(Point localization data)

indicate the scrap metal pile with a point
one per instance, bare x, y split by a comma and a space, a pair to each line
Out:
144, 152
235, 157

* [Problem statement] Would you return all of the data exactly as given?

* [Answer for this exercise]
indicate the scrap metal pile with a point
one per instance, bare x, y split by a comma and a space, a pair to each line
Out:
144, 152
235, 157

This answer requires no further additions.